What the task asks: From the records below, pull out each line that contains the word "flower". Case counts, so only lines with the word in that same case qualify.

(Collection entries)

**********

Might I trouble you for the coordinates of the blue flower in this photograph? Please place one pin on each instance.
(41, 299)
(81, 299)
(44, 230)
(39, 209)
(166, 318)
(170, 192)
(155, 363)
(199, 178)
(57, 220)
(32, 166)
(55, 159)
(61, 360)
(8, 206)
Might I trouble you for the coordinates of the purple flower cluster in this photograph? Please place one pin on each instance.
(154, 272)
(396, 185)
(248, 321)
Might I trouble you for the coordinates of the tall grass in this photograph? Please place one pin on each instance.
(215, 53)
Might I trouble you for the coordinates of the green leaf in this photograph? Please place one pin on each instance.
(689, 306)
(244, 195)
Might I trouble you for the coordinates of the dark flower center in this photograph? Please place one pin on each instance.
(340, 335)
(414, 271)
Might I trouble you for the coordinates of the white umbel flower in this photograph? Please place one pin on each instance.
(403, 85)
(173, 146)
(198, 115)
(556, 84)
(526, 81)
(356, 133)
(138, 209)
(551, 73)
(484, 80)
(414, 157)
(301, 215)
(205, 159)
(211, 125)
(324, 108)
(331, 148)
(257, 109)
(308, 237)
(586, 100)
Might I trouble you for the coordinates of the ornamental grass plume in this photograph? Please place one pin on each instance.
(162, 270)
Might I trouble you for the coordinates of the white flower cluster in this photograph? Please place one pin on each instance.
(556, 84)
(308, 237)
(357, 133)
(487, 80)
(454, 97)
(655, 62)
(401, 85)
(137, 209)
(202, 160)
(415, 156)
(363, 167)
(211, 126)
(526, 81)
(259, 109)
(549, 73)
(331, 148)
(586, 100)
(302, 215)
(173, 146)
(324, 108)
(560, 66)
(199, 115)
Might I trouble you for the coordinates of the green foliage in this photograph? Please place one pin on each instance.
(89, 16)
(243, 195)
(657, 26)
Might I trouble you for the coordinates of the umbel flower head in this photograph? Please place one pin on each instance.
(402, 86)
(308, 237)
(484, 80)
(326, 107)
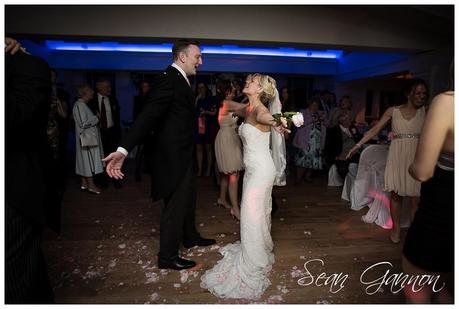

**********

The solution:
Might I trouble you for the coordinates of the blue flower in this photograph? Please place one pin on each instance.
Might I trouble you for the coordinates of the purple flower cluster in this photograph? Please place one pin on each instance.
Might I trouble you for the coordinates of the dark flower center in this photograph? Please place one pin on each instance.
Might I trouble you for the coordinates of the white umbel flower in this photograph? Please place one pin on each instance.
Might I trouble you for the coordinates of the white flower cluster in this photograph? Please place one pin on each instance.
Might I trouble you for the coordinates of the umbel flower head in this photograph? Please place one pin on each instance.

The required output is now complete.